Retype the entries below, starting at the line containing "Please put a marker on the white and" and continuing through the final line, with no changes.

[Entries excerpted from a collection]
Start

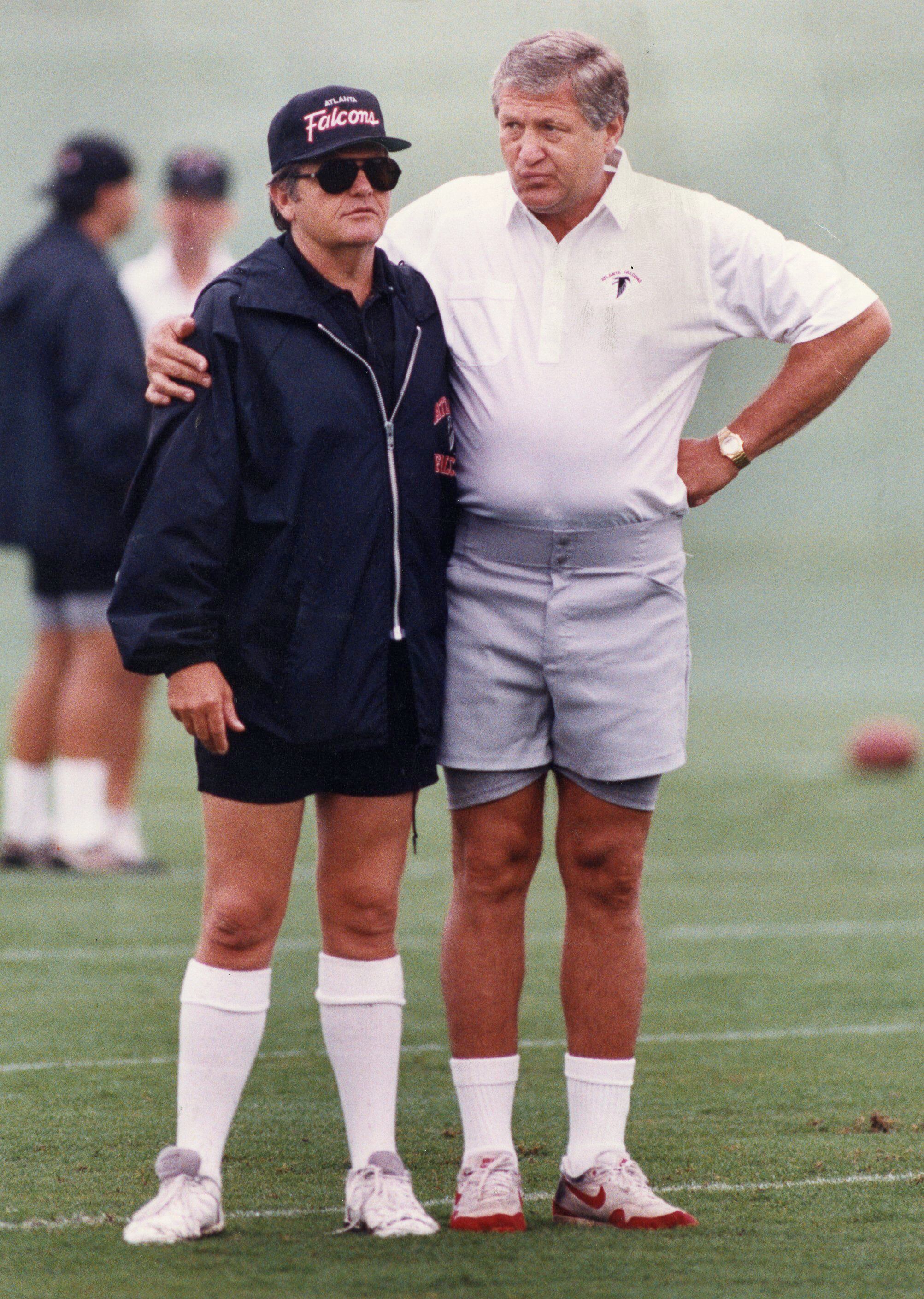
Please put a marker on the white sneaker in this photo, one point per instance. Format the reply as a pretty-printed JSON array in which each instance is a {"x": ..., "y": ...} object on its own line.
[
  {"x": 381, "y": 1201},
  {"x": 489, "y": 1194},
  {"x": 186, "y": 1207},
  {"x": 615, "y": 1192},
  {"x": 99, "y": 860}
]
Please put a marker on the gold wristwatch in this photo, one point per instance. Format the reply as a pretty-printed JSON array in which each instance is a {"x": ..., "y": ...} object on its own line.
[{"x": 733, "y": 449}]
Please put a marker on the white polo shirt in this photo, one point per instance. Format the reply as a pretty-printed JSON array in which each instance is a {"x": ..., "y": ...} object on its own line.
[
  {"x": 155, "y": 290},
  {"x": 576, "y": 364}
]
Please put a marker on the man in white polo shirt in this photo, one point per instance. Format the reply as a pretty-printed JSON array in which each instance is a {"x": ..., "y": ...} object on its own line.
[{"x": 581, "y": 302}]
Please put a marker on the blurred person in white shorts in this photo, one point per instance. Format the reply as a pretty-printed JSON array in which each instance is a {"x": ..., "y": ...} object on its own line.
[
  {"x": 73, "y": 426},
  {"x": 194, "y": 215},
  {"x": 581, "y": 303}
]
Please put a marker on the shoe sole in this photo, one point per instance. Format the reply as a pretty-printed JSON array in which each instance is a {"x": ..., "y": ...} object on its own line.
[
  {"x": 668, "y": 1222},
  {"x": 210, "y": 1231},
  {"x": 490, "y": 1223}
]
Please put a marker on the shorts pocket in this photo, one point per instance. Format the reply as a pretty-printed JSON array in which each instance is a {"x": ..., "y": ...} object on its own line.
[
  {"x": 668, "y": 576},
  {"x": 480, "y": 320}
]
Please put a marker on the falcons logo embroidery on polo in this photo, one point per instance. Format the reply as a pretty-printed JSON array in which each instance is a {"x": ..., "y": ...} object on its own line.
[{"x": 622, "y": 280}]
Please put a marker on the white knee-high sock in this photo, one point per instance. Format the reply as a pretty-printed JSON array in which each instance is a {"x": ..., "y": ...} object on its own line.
[
  {"x": 485, "y": 1089},
  {"x": 598, "y": 1106},
  {"x": 25, "y": 803},
  {"x": 221, "y": 1021},
  {"x": 362, "y": 1024},
  {"x": 80, "y": 797}
]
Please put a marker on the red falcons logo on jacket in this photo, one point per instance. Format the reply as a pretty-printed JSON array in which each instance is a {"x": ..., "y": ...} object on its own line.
[{"x": 445, "y": 466}]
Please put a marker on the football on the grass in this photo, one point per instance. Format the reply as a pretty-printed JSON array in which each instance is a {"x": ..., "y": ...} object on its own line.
[{"x": 885, "y": 745}]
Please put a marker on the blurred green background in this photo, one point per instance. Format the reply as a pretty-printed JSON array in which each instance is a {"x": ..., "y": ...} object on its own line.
[{"x": 805, "y": 112}]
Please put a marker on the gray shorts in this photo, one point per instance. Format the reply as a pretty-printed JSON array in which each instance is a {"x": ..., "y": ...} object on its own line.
[
  {"x": 82, "y": 612},
  {"x": 471, "y": 789},
  {"x": 567, "y": 650}
]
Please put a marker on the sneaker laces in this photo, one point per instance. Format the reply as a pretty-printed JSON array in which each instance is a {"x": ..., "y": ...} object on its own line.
[
  {"x": 500, "y": 1172},
  {"x": 395, "y": 1190},
  {"x": 627, "y": 1175}
]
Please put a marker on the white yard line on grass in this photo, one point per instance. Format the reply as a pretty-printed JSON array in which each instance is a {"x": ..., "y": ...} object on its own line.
[
  {"x": 533, "y": 1197},
  {"x": 420, "y": 942},
  {"x": 809, "y": 929},
  {"x": 527, "y": 1045}
]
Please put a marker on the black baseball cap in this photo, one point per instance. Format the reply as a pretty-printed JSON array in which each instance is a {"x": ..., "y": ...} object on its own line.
[
  {"x": 323, "y": 121},
  {"x": 197, "y": 175},
  {"x": 86, "y": 163}
]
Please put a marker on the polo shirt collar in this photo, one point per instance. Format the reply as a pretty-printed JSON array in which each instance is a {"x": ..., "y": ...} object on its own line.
[{"x": 617, "y": 198}]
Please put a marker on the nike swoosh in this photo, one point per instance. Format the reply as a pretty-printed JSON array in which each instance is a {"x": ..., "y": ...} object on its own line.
[{"x": 593, "y": 1202}]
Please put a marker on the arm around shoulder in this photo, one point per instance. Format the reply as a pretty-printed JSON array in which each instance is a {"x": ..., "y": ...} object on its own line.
[{"x": 167, "y": 611}]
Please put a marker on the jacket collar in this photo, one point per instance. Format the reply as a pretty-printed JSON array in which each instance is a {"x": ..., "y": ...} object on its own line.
[{"x": 272, "y": 282}]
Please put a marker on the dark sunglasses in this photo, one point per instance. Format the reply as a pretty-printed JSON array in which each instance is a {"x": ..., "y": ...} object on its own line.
[{"x": 337, "y": 176}]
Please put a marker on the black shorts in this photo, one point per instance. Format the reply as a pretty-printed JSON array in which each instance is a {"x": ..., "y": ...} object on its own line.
[
  {"x": 54, "y": 579},
  {"x": 262, "y": 768}
]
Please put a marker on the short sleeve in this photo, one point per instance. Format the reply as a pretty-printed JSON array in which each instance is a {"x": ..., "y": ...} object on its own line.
[
  {"x": 769, "y": 286},
  {"x": 410, "y": 234}
]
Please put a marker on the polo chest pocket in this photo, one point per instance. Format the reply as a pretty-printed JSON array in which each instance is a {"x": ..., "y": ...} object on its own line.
[{"x": 481, "y": 320}]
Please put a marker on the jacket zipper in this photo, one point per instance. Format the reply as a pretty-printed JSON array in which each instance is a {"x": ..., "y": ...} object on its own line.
[{"x": 397, "y": 631}]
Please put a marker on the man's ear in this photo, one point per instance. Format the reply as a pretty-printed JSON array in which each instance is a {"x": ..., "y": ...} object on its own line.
[
  {"x": 281, "y": 201},
  {"x": 614, "y": 133}
]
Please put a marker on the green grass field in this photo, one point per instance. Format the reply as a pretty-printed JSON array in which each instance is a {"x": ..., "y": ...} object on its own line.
[{"x": 784, "y": 1009}]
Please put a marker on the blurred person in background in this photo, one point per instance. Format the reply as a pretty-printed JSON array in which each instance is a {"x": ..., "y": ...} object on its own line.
[
  {"x": 194, "y": 216},
  {"x": 73, "y": 426}
]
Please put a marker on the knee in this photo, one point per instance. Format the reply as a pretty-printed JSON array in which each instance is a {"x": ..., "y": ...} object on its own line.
[
  {"x": 500, "y": 871},
  {"x": 363, "y": 912},
  {"x": 240, "y": 921},
  {"x": 606, "y": 874}
]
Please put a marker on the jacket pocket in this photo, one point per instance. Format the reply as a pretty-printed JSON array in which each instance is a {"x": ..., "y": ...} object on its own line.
[
  {"x": 480, "y": 320},
  {"x": 312, "y": 686}
]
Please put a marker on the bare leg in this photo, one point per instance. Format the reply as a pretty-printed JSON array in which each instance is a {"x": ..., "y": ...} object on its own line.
[
  {"x": 362, "y": 846},
  {"x": 91, "y": 697},
  {"x": 601, "y": 850},
  {"x": 33, "y": 715},
  {"x": 495, "y": 850},
  {"x": 250, "y": 853},
  {"x": 125, "y": 739}
]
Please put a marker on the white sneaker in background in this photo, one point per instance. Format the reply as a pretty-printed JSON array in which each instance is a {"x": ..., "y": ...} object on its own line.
[
  {"x": 381, "y": 1201},
  {"x": 186, "y": 1207},
  {"x": 615, "y": 1192},
  {"x": 489, "y": 1194}
]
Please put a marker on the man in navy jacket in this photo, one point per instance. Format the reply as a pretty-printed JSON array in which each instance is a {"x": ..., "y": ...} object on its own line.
[
  {"x": 286, "y": 572},
  {"x": 73, "y": 428}
]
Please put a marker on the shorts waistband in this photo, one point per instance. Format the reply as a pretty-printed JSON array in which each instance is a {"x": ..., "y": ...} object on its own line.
[{"x": 619, "y": 546}]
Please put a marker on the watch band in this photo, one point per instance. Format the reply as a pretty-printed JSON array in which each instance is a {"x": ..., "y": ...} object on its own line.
[{"x": 733, "y": 449}]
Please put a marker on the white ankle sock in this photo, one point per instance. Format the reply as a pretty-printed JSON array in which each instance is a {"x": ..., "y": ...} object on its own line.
[
  {"x": 485, "y": 1089},
  {"x": 81, "y": 812},
  {"x": 125, "y": 834},
  {"x": 221, "y": 1020},
  {"x": 25, "y": 803},
  {"x": 598, "y": 1106},
  {"x": 362, "y": 1025}
]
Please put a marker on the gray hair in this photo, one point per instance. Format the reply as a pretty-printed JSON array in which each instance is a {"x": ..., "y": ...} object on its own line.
[{"x": 540, "y": 64}]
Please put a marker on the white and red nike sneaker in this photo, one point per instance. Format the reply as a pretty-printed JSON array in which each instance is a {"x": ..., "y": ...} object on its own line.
[
  {"x": 617, "y": 1193},
  {"x": 489, "y": 1194}
]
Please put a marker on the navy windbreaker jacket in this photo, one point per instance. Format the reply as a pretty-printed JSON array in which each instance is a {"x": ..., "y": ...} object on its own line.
[
  {"x": 73, "y": 419},
  {"x": 285, "y": 525}
]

End

### Answer below
Please put a marker on the white and red nike sneaker in this photo, one point per instance. Format the reply as a pretty-printed JSON array in which each instance is a {"x": ..., "y": ...} object on its own line.
[
  {"x": 617, "y": 1193},
  {"x": 489, "y": 1194}
]
Please put a marker on the navy windbreaker jacket in this photo, one point per instance. Format the reply as a pretty-printed JSON array in which each instance is a {"x": ..., "y": ...} object on its own line.
[
  {"x": 73, "y": 419},
  {"x": 285, "y": 525}
]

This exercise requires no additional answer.